[What is being asked]
Leave out every picture, then transcribe the rest of the listing exactly.

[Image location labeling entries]
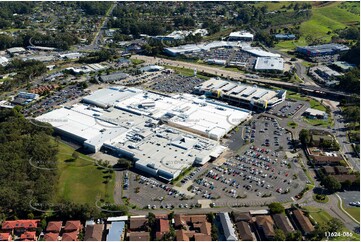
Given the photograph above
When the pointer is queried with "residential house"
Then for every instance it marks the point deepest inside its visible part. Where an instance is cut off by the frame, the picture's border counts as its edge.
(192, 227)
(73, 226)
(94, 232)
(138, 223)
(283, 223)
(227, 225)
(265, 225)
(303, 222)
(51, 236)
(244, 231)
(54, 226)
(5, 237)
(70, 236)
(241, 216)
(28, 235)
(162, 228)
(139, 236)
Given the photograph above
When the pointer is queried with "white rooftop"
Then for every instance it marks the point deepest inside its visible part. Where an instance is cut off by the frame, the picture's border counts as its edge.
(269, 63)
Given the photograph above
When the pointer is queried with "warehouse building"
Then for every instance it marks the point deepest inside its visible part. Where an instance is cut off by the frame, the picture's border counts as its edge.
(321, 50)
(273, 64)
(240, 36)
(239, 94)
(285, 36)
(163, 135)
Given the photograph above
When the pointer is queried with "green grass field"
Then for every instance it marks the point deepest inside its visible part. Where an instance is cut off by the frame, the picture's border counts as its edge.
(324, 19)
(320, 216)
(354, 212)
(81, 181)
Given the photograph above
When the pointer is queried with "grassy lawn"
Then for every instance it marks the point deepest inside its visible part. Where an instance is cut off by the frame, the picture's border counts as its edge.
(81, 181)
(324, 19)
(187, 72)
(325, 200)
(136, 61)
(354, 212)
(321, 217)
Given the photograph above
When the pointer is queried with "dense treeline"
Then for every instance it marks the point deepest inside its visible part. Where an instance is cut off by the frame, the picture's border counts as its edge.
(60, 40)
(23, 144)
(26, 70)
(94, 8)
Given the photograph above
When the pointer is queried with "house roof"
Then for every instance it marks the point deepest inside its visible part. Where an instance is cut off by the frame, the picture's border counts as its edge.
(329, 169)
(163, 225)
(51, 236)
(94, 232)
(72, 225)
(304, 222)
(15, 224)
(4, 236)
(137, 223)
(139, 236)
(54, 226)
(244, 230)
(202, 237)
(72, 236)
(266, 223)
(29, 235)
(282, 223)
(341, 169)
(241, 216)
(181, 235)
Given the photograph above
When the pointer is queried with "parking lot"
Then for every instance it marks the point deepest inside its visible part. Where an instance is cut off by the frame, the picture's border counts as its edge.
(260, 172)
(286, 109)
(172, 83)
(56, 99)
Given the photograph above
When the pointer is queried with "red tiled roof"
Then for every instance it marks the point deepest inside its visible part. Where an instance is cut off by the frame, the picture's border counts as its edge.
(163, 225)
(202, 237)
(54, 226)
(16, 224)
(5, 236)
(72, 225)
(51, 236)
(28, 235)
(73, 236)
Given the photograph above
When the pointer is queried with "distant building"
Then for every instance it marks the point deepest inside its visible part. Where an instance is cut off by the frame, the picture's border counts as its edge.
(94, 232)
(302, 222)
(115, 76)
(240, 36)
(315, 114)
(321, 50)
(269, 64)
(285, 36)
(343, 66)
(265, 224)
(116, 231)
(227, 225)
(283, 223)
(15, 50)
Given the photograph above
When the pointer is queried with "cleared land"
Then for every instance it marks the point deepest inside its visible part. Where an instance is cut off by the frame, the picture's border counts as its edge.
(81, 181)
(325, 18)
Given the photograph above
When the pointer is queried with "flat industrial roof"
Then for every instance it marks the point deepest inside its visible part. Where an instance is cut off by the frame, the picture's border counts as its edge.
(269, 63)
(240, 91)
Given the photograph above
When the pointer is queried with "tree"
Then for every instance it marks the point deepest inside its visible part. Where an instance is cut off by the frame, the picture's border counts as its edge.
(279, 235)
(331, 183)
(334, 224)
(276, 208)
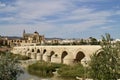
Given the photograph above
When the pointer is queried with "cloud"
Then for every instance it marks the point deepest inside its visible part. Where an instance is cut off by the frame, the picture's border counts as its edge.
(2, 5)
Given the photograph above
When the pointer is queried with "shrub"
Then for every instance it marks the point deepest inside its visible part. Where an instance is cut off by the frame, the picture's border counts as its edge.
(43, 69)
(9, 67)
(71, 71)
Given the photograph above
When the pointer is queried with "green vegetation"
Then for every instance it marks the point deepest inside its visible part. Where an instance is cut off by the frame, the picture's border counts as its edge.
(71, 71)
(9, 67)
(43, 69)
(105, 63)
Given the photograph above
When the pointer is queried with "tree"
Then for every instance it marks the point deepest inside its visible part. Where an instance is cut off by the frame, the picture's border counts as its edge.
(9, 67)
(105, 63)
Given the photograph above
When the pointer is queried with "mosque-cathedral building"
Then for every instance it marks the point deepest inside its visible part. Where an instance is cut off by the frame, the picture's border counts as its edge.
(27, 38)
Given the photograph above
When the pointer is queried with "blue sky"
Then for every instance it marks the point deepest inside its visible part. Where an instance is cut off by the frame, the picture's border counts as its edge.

[Written response]
Given the photograph above
When the pointer is queried with "residential house"
Then for every instance it marks the point deepest inside its visible part. Where an instance is cut off by the frame, the picture's border counts as its edge.
(192, 227)
(73, 226)
(94, 232)
(138, 223)
(283, 223)
(227, 225)
(265, 225)
(303, 222)
(51, 236)
(244, 231)
(54, 226)
(5, 237)
(70, 236)
(241, 216)
(28, 235)
(162, 228)
(139, 236)
Given the photograph above
When the pointer is queried with "white rooftop"
Then for every instance it marks the point deepest inside its visible part. Where an instance is cut off by the frame, the picture's border counts as its edge.
(269, 63)
Given the photograph above
When the pointer is queried with "warehouse building"
Then for every instance it marks the point deepest inside its visible part. Where an instance is cut off by the frame, the picture's border counts as its edge.
(321, 50)
(273, 64)
(240, 36)
(239, 94)
(285, 36)
(163, 135)
Given the photograph above
When the pointer is queried with "green grass field"
Then for every instance it marks the point deepest inside its visible part. Where an instance is cut off by the frame, the picture's border counts as its edge.
(324, 19)
(320, 216)
(354, 212)
(81, 181)
Given the photograph above
When the pointer is queried with "grassy lawn"
Then for every instance it marks the point deepest inside its visible part. Where an instance is cut off by the frame, the picture's border counts as its edge.
(81, 181)
(324, 19)
(187, 72)
(325, 200)
(136, 61)
(354, 212)
(321, 217)
Given the photograph above
When the pointer is queried with "dense treeline"
Then for every instance it marks the point deepest inside its visible part. Where an instance is cut off by the frame, the picture's border counts as its edge.
(60, 40)
(23, 144)
(26, 70)
(94, 8)
Given the photograph above
When the pointer is queried with "house roof"
Then for every instance it marks the point deepest inside its visible part. Where an instance is cut off by the frame, the picture's border counts as its edge.
(329, 169)
(163, 225)
(51, 236)
(94, 232)
(72, 225)
(304, 222)
(15, 224)
(4, 236)
(137, 223)
(139, 236)
(54, 226)
(244, 230)
(202, 237)
(72, 236)
(266, 223)
(29, 235)
(282, 223)
(341, 169)
(241, 216)
(181, 235)
Given the photograph above
When the pointer is queried with "parking lot"
Then for every instance it marks the point deepest inside its visible part. Where an instance is cut off by the frame, the picture's border counts as its edge.
(260, 172)
(286, 109)
(172, 83)
(56, 99)
Given the photograph above
When the pointer is queried with "red tiled roof"
Then for every instance it marks the point deepest inside its visible part. Where an instance is cut off by the frame, the picture's border counts as its edge.
(163, 225)
(202, 237)
(54, 226)
(16, 224)
(5, 236)
(72, 225)
(51, 236)
(28, 235)
(73, 236)
Given the photograph above
When the pointer is queried with "distant building"
Then for every instance it marks the point deepest inside its visible part. Where an instance is cut off by the frame, the picture's border counts as its edge.
(94, 232)
(302, 222)
(115, 76)
(240, 36)
(315, 114)
(321, 50)
(269, 64)
(285, 36)
(343, 66)
(265, 224)
(116, 231)
(227, 225)
(283, 223)
(15, 50)
Given the photograph above
When the pointer is queried with "cleared land"
Then for every instance it marks the point deepest inside its visible part. Where an instance is cut off by the frame, the picture's border counts as its edge.
(81, 181)
(325, 18)
Given the photograph above
When the pointer is queried with "flat industrial roof"
Then for every instance it marks the point deepest inside its visible part. Where an instance is cut off by the frame, the picture's border counts as its edge.
(269, 63)
(240, 91)
Given the photograph above
When the pointer is queried with "tree"
Then for every instance it marks the point deepest inside its visible part. Where an instance is cut off by the frame, the picture's border counts as its edge.
(279, 235)
(331, 183)
(334, 224)
(276, 208)
Given the photograph above
When the pointer is queried with "cloud"
Then for every instance it marks the point deepest inside its visible part. Where an instance is cut off by the frame, the picture's border counts as its edge.
(2, 5)
Given the photograph above
When the pointer is queried with "shrub"
Then for every instance it marks the point deepest inside its visible part. Where an instance is cut off by the frame, the picture's border counts as its edge.
(43, 69)
(9, 67)
(71, 71)
Given the photograph above
When the pointer is queried with "green vegetation"
Then for every instance it marks the point deepest inside its visible part. Where an instance is cut off by the frame, the picture's border counts as its edge.
(71, 71)
(9, 67)
(43, 69)
(105, 63)
Given the photograph above
When the pointer is queried with "tree"
Then for every instance it marks the point deepest inside its visible part. Where an instance is cut off by the frame, the picture's border counts as its edge.
(9, 67)
(105, 63)
Given the photograph above
When the pointer is queried with "mosque-cathedral building"
Then for every instance it marks the point deepest inside its visible part. Where an instance is cut off by the frame, the picture's border counts as its edge.
(27, 38)
Given the photograph above
When the pointer is queried with "blue sky"
Then for every instance it marks the point deepest inside its visible part. Where an instance is cut off by the frame, the picture's border counts as its edge.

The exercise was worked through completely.